Your objective — Please continue the forum discussion about working out treadmill run times in your head, picking up right after its last sentence.

Quoted text —
□ □ □ □

Is there an efficient way to add minutes in your head? Every week I hop on a treadmill and figure out how long I need to run.  I am given the pace:
Pace = 7:41/mile = (7 minutes + 41 seconds) per mile
I need to add this up to calculate how long I should run to run 1.5 miles.  I use the formula
7:41 + (7:41/2) = ? 1.5 mile
I find this somewhat difficult to calculate in my head, especially while I am starting my warmup.  Converting to seconds doesn't make it any easier.  Do you have any suggestions as to how I can do this more efficiently?
 A: I recommend splitting it up in your head. 7:41 is 7 minutes and 41 seconds. We know that half of 7 minutes is 3 minutes and a half. Half of 41 is about 20. So we add these to get 3:50 or so, and add that to 7:41. Even when I add them, I take 10 seconds from 7:41 (getting 7:31) and add it to 3:50 (getting 4:00) so that 11:31 is that much easier.
That's how I process it mentally, anyway.
Alternately, I estimate a little. I know that 8 minutes is 480 seconds, and that 7:41 is therefore about 5% less than 480 (I think that 20 seconds less than a minute is about half of the 48 seconds that is 10% of 480 - obviously, we could be more precise, but I'm just giving an example of estimation). So if I want to go a mile and a half, I want to go about 5% less than 12 minutes. As 12 minutes is 720 seconds, 10% of 720 is 72, so 5% is 36. So I would approximate the amount of time I have to run as about 12:00 - 0:36 = 11:24.
Both yield things that are close enough, but if I were worried, I would just run for an additional 20 seconds or so to make up any shortcomings. Is that what you were looking for?
NOTE: thanks to amWhy for pointing out my incapability of multiplying 6 by 8.
A: I understand your question as this:  "How do I efficiently divide numbers by $2$ in sexagismal. (Base 60)"
Suppose you have $a*60+b$ as your time.  In your case, $a=7$, $b=41$.  To divide by two, just do it the way you normally would, but carrying is by $60$ instead of $10$.  (Base $60$ instead of base $10$)
Divide $a$ by two.  If it is even, no problem.  If it is odd, then you "carry" a 60 over to $b$.  So when dividing $7:41$, we get $3: \frac{41+60}{2}$.  Then you just divide $b$ by $2$ (or $b+60$ if we had to carry).
So to divide $7:41$ by two, we get $3:50.5$.  Lets try another.  How about $16:56$?  Well the first term is even so we just get $8:28$.  What about $27:32$?  Well, the first part will be $13$, we add $60$ to $32$ to get $92$, then divide this by two, so the answer is $13:46$.

□ □ □ □

Dataset excerpt —

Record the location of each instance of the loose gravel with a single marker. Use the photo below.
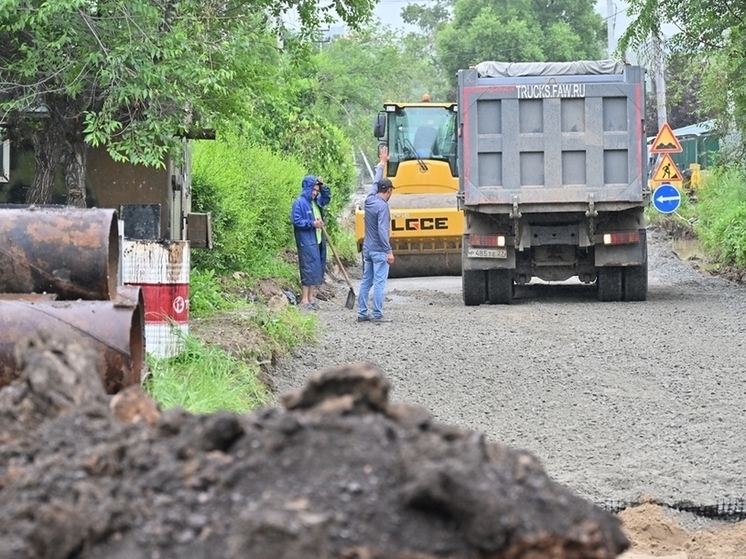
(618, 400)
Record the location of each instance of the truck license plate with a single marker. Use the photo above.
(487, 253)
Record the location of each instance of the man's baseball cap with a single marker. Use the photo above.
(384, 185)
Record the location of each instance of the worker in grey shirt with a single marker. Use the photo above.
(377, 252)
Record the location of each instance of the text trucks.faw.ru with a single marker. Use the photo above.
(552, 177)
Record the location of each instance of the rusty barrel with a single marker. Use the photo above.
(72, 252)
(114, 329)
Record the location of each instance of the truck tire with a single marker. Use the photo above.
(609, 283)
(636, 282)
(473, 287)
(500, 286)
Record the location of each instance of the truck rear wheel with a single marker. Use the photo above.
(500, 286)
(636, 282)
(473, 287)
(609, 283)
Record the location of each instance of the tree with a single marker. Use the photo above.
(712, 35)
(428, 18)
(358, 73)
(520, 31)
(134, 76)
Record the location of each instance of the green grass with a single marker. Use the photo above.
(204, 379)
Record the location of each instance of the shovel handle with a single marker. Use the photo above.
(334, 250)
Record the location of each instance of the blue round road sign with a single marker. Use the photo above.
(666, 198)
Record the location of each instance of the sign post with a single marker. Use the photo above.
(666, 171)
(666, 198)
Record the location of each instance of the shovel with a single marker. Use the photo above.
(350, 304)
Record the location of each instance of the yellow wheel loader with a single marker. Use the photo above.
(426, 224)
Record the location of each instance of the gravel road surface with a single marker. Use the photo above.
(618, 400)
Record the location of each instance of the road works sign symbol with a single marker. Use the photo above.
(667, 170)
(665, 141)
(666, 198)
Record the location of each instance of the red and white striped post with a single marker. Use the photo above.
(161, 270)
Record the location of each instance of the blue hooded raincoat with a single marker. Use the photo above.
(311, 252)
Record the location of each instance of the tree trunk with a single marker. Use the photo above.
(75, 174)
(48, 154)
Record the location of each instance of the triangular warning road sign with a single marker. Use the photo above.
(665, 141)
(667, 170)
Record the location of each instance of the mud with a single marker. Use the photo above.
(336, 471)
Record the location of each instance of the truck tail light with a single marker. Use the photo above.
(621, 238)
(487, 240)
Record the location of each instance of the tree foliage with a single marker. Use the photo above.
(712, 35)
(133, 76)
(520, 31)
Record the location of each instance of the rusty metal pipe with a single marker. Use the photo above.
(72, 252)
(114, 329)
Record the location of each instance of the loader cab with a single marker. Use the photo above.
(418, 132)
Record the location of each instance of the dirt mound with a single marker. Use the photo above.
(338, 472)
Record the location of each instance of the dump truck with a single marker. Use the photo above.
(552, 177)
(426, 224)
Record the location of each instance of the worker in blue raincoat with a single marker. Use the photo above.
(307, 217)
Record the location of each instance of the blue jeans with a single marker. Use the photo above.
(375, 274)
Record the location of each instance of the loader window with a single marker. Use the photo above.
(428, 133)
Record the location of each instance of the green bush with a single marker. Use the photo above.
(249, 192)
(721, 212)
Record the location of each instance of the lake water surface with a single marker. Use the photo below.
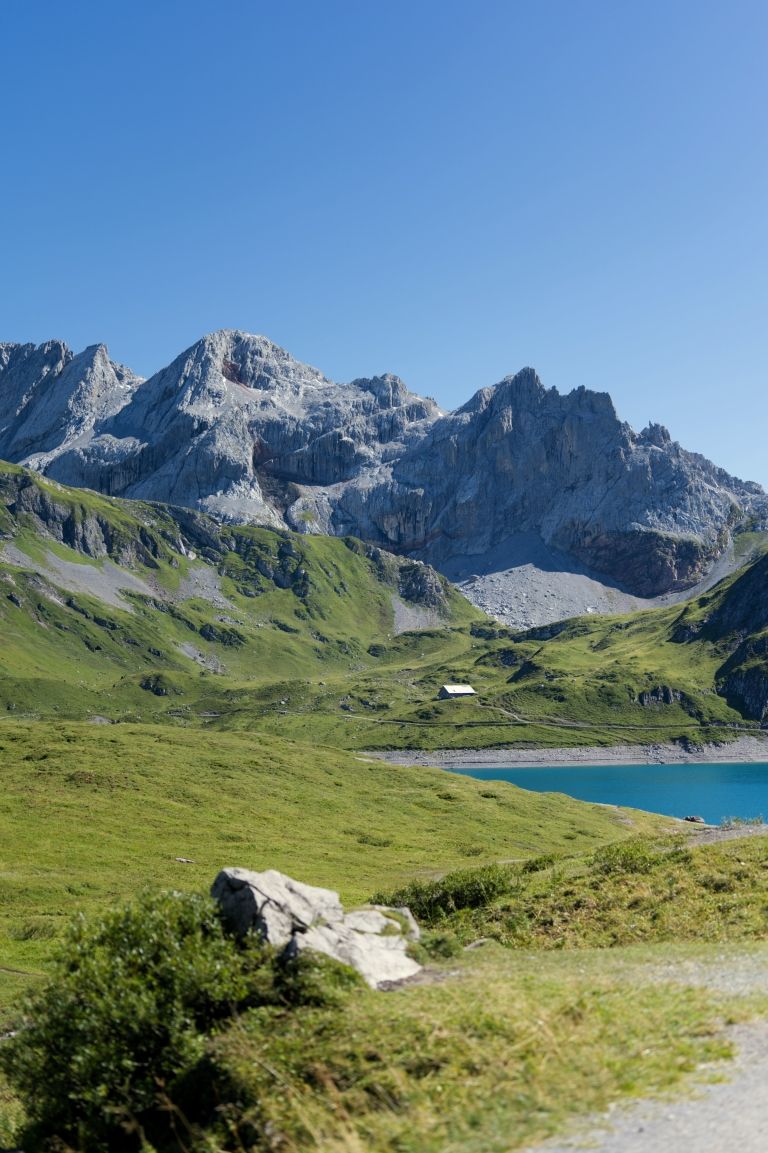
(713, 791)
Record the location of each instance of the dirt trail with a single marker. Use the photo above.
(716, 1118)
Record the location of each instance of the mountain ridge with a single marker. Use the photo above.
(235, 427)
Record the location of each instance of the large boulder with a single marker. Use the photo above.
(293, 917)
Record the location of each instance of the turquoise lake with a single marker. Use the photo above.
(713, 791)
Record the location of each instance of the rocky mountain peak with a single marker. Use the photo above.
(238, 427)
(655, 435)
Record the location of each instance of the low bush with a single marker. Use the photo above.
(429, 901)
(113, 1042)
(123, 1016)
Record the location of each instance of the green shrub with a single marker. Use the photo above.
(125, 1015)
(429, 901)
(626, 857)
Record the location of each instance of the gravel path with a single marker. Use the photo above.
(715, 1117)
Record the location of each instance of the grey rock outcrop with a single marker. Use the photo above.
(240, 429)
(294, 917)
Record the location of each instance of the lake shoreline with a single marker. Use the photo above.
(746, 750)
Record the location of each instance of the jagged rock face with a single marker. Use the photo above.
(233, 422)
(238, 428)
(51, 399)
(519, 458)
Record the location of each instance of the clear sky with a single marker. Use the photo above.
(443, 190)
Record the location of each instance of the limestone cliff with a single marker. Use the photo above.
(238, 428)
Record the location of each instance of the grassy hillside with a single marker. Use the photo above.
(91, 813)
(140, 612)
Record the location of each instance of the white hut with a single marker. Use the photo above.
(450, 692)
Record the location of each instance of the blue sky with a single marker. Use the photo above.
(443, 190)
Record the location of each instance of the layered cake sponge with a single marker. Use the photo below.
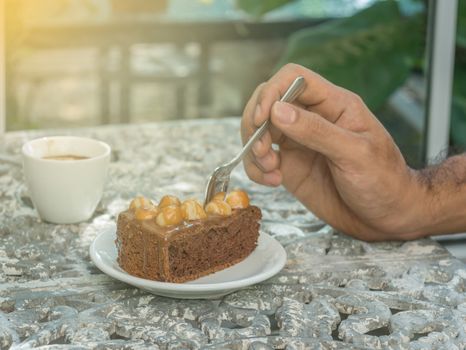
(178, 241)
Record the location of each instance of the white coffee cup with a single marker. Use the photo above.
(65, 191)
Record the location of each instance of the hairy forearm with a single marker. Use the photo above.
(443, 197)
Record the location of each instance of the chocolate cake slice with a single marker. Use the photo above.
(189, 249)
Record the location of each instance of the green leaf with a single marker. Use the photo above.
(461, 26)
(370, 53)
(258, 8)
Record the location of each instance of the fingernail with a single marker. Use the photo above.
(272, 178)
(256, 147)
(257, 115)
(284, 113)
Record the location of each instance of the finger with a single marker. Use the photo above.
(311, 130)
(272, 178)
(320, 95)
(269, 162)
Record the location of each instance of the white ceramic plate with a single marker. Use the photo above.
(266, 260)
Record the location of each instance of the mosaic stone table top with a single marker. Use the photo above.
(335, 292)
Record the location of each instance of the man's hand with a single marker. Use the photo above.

□ □ □ □

Result of this task —
You try one:  What is $9:51$ divided by two? (answer at end)
I hope this was helpful,
Important Note: Notice that this works for other numbers besides just dividing by $2$.  Dividing by any number in base $60$ is the same, we just carry $60$'s instead of $10$'s.
Even more generally, notice this works for any base $b$.  Division base $b$ is just done by carrying $b$ instead of $10$.
Answer:  $9:51$ divided by two is $4:55.5$.  We divide $9$ by two, and get $4$, and carry the $60$ over to the $51$ to get $111$, which is $55.5$ after division by $2$.
A: My answer is going to be more specific to the calculation you're doing (a + 1/2 * a), so if you have the pace 7:41 and you want to find 7:41 + 1/2 * 7:41.
First you do 7/2 = 3.5, and add it to the original time 7:41+3.5 = 10.5:41, then if necessary, normalize the .5 to 10:71
Second you add the seconds 10:71 + 41/2 = 10:91. 
Finally, normalize it to 11:31.
An example run of it in your head:
A    B    C
7    ...  ... (read the minute from the panel)
7    3.5  ... (divide by 2)
10.5 ...  ... (add it to the minute)
10.5 41   ... (read the panel again for the second)
10   71   ... (normalize the .5 by adding 30 to the seconds)
10   71   41  (read the panel again for the second)
10   71   20  (divide by 2)
10   91   ... (add to the seconds)
11   31   ... (normalize)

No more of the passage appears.